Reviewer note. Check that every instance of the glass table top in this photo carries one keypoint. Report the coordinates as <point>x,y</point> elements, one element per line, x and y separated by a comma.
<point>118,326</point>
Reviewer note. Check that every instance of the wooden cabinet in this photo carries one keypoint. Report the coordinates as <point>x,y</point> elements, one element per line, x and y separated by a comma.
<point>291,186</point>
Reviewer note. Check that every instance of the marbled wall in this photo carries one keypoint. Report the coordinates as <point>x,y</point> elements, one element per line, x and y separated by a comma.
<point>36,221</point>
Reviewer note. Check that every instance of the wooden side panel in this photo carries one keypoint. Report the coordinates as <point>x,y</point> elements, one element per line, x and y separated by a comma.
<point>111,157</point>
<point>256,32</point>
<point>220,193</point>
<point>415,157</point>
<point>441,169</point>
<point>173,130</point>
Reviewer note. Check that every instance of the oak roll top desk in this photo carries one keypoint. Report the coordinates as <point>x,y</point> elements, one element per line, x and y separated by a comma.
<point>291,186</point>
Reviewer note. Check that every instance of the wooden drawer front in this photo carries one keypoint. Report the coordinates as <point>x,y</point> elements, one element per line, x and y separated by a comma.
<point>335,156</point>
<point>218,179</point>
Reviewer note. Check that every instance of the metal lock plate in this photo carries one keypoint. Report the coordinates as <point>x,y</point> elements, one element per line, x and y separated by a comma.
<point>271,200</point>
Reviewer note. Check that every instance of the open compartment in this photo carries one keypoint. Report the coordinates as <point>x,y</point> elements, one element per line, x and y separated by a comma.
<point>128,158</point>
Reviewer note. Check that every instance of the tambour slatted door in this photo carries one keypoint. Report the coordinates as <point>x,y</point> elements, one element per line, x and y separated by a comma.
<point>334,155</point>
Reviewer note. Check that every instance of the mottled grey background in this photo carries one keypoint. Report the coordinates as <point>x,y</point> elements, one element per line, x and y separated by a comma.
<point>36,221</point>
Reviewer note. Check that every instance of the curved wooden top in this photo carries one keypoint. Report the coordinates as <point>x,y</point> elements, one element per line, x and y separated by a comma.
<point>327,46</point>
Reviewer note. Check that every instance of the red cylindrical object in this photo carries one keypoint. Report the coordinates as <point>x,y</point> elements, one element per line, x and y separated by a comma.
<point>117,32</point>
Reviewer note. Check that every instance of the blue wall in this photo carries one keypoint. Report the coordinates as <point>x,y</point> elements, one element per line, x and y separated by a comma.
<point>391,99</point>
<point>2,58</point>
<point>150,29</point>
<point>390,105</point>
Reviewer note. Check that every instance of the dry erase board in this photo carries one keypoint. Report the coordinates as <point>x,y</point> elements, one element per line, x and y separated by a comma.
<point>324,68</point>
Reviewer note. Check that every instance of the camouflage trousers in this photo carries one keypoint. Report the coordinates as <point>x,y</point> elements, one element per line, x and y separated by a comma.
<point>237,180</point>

● **Work request**:
Every record must appear in the answer exactly as it appears above.

● **Written solution**:
Reviewer note. Check that every instance of the glass table top in this photo carries one keypoint. Report the coordinates as <point>x,y</point> elements, one element per line, x and y separated by a comma.
<point>118,326</point>
Reviewer note. Check that every instance of the wooden cabinet in this photo carries one keypoint. Report the coordinates as <point>x,y</point> elements, one element per line, x and y separated by a comma.
<point>291,186</point>
Reviewer note. Check that every instance of the marbled wall in this photo carries one keypoint. Report the coordinates as <point>x,y</point> elements, one element per line, x and y separated by a comma.
<point>36,221</point>
Reviewer note. Check that every instance of the wooden side panel in this photo carries one keypoint. Report the coordinates as <point>x,y</point> elements, one element per line, x and y separated by a comma.
<point>111,157</point>
<point>256,32</point>
<point>220,193</point>
<point>415,157</point>
<point>441,169</point>
<point>173,130</point>
Reviewer note. Check that every instance of the oak roll top desk in this photo carries one keypoint. Report the coordinates as <point>x,y</point> elements, one element per line, x and y separated by a comma.
<point>291,186</point>
Reviewer note. Check that every instance of the wooden drawer front in this photo carries one keypoint. Report the coordinates as <point>x,y</point> elements, one element per line, x and y separated by a comma.
<point>335,156</point>
<point>218,179</point>
Reviewer note. Check that every instance of the metal lock plate in this photo carries one keypoint. Report the coordinates as <point>x,y</point> elements, one element per line, x and y separated by a comma.
<point>271,200</point>
Reviewer note. Check that every instance of the open compartment in this photo carries one keypoint. Report the coordinates as <point>x,y</point> elements, one element per line, x and y separated by a comma.
<point>128,158</point>
Reviewer note. Check that every instance of the tambour slatted door in this photo carries one keypoint. Report the coordinates as <point>x,y</point> elements, one element per line, x and y separated by a comma.
<point>334,155</point>
Reviewer note. Check that every instance of the mottled grey background in this photo carries one keypoint. Report the coordinates as <point>x,y</point> elements, one element per line, x and y separated by a comma.
<point>36,221</point>
Reviewer note. Check that every instance of the curved wooden top in this photo carries one keypoint. Report the coordinates as <point>x,y</point> elements, one element per line, x and y separated by a comma.
<point>327,46</point>
Reviewer note. Check that every instance of the red cylindrical object in this photo carries one keypoint. Report the coordinates as <point>x,y</point> elements, one element per line, x and y separated by a comma.
<point>117,32</point>
Reviewer note. Check that every instance of the blue wall in this photo carries one keypoint. Report the coordinates as <point>x,y</point> elements, one element per line, x and y separated by a comma.
<point>391,99</point>
<point>2,58</point>
<point>150,29</point>
<point>390,105</point>
Reviewer note. Check that every instance of the dry erase board in this photo carries one keypoint. Report the coordinates as <point>x,y</point> elements, one element per line, x and y separated by a comma.
<point>324,68</point>
Reviewer note. Check that every instance of the camouflage trousers in this photo carries one keypoint. Report the coordinates as <point>x,y</point> elements, one element per line, x and y separated by a comma.
<point>237,180</point>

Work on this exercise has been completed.